## Письменное задание:
Продублируйте без изменений отрывок из ветки форума о конструкции «какой бы ни», начиная со слов «Depende del contexto» и продолжая до слов «amarla para siempre).» включительно.

## Страница:
# Я люблю тебя, какой бы ты ни был.



## Xavier61

Всем привет. I would like to know what means the last part of this sentencie and how to translate it:
Я люблю тебя какой бы ты не был.
Спасибо заранее


----------



## Maroseika

Correct spelling is *какой бы ни*.
Какой бы ты ни́ был means любой, i.e. я люблю тебя любым, I love you whatever you are.

Similar constructions (note that the stress is on *ни *and not on *был*):
где бы ни
Я найду тебя, где бы ты ни был (I'll find you wherever you are).
сколько бы ни
Я найду тебя, сколько бы ты ни прятался (I'll find you no matter how long you will hide from me)
And the same way with other interrogative pronouns (что, кому, как, куда, откуда, etc.). Usually it is translated in English by use of -ever (whoever, whatever, whereever, etc.).


----------



## Vadim K

Depende del contexto la frase puede significar dos cosas:

1. Te quiero no importa como te veas (por ejemplo, si el hablante nunca antes ha visto su interlocutor)
2. Te quiero por más que cambies (por ejemplo, si el hablante vive con su interlocutor y va a amarla para siempre).

## Фрагмент данных:
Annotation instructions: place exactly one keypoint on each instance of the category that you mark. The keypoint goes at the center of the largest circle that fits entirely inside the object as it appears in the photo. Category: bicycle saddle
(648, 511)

## Результат выполнения:
Depende del contexto la frase puede significar dos cosas:

1. Te quiero no importa como te veas (por ejemplo, si el hablante nunca antes ha visto su interlocutor)
2. Te quiero por más que cambies (por ejemplo, si el hablante vive con su interlocutor y va a amarla para siempre).